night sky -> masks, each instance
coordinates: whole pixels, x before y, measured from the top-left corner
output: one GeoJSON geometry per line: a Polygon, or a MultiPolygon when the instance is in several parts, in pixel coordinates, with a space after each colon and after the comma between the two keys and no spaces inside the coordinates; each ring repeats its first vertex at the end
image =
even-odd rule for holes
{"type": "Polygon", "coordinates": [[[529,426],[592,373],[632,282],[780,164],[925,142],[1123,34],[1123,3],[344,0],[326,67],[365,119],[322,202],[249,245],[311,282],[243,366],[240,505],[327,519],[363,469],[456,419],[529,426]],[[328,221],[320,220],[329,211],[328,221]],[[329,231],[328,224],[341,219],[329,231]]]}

──────────────────────────────

Problem to solve:
Rewrite each line of the material above as an item in a numbered list, omitting any blank lines.

Result of this task:
1. night sky -> masks, each instance
2. coordinates: whole pixels, x before y, measured from the top-left corner
3. output: one GeoJSON geometry per line: a Polygon, or a MultiPolygon when the instance is in several parts, in pixel coordinates, with a space after each colon and after the comma between the two keys and no spaces inside the coordinates; each ring repeats its first vertex at the end
4. image =
5. even-odd rule for holes
6. {"type": "Polygon", "coordinates": [[[529,426],[592,373],[632,282],[780,164],[925,142],[1123,34],[1123,3],[344,0],[326,67],[365,119],[322,202],[249,245],[311,282],[243,366],[240,505],[327,519],[363,469],[456,419],[529,426]],[[328,221],[320,220],[329,211],[328,221]],[[329,231],[328,224],[341,219],[329,231]]]}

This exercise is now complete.